• [ASSIGNMENT]: Please report how many lines in the data underneath hold the word "then", with no other text.

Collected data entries
□ □ □ □

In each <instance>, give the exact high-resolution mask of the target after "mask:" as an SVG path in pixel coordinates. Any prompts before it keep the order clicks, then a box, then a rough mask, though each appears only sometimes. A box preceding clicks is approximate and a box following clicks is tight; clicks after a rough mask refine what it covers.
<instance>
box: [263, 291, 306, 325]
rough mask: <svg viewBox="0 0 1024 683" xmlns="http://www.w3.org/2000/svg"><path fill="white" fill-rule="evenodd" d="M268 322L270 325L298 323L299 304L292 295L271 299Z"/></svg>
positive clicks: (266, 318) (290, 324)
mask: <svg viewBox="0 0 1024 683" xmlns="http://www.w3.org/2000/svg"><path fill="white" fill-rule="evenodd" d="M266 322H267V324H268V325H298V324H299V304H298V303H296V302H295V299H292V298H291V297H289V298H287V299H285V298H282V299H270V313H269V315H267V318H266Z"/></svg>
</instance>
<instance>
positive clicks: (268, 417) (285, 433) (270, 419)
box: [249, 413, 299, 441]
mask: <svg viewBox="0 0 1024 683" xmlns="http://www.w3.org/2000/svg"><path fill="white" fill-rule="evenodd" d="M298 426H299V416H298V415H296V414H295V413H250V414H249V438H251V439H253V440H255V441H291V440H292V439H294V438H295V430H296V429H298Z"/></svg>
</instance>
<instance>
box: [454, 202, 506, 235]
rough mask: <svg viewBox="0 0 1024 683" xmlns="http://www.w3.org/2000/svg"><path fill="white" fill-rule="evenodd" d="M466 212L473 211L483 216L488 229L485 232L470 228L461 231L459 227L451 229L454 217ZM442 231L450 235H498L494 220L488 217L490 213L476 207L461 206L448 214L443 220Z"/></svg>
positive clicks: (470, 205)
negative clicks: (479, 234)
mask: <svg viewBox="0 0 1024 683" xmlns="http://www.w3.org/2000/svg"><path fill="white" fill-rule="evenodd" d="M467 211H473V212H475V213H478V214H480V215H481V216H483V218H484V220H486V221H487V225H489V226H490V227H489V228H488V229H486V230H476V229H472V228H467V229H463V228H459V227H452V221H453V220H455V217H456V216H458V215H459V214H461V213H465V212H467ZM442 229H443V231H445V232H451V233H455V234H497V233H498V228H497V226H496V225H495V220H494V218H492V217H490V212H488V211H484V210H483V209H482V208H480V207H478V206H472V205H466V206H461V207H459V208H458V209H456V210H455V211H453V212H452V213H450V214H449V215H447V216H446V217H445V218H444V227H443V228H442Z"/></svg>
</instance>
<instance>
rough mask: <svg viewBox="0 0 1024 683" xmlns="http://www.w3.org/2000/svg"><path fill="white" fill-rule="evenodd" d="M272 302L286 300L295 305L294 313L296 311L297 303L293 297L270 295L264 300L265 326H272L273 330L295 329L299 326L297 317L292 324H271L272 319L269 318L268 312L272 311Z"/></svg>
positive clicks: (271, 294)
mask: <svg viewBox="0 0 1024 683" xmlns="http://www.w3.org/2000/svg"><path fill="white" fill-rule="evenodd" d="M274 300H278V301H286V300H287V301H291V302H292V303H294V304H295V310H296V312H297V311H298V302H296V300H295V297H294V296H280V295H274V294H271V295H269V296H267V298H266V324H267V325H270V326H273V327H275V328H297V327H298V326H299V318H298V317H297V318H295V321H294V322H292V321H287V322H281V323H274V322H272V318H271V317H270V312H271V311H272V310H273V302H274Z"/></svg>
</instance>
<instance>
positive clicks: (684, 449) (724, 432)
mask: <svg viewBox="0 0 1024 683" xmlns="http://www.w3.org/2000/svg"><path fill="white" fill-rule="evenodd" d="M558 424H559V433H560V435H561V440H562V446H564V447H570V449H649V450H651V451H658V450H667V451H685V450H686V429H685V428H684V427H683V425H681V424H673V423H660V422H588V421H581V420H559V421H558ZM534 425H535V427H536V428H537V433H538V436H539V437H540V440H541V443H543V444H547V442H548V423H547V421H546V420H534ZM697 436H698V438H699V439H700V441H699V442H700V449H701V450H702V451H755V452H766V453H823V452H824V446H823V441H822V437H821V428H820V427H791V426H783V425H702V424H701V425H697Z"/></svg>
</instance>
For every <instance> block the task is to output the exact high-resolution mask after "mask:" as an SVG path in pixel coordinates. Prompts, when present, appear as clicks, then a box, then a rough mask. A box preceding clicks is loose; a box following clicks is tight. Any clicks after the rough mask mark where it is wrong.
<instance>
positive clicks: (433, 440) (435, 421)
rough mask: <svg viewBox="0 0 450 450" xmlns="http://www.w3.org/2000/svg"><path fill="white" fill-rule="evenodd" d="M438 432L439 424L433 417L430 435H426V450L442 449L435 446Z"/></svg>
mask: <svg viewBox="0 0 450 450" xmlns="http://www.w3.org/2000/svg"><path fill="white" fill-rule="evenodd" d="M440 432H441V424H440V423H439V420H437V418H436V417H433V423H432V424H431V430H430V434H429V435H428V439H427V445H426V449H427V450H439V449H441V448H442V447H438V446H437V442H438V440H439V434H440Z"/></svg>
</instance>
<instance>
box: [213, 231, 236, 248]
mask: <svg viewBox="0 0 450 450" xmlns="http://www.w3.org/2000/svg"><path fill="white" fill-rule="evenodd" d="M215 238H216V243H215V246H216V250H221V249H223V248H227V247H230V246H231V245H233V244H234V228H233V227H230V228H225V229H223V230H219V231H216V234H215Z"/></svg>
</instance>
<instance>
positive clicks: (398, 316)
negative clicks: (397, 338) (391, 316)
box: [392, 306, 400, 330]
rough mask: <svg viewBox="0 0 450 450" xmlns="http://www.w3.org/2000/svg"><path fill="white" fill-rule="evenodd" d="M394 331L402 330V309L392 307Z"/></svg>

□ □ □ □

• [ANSWER FOR THIS EXERCISE]: 2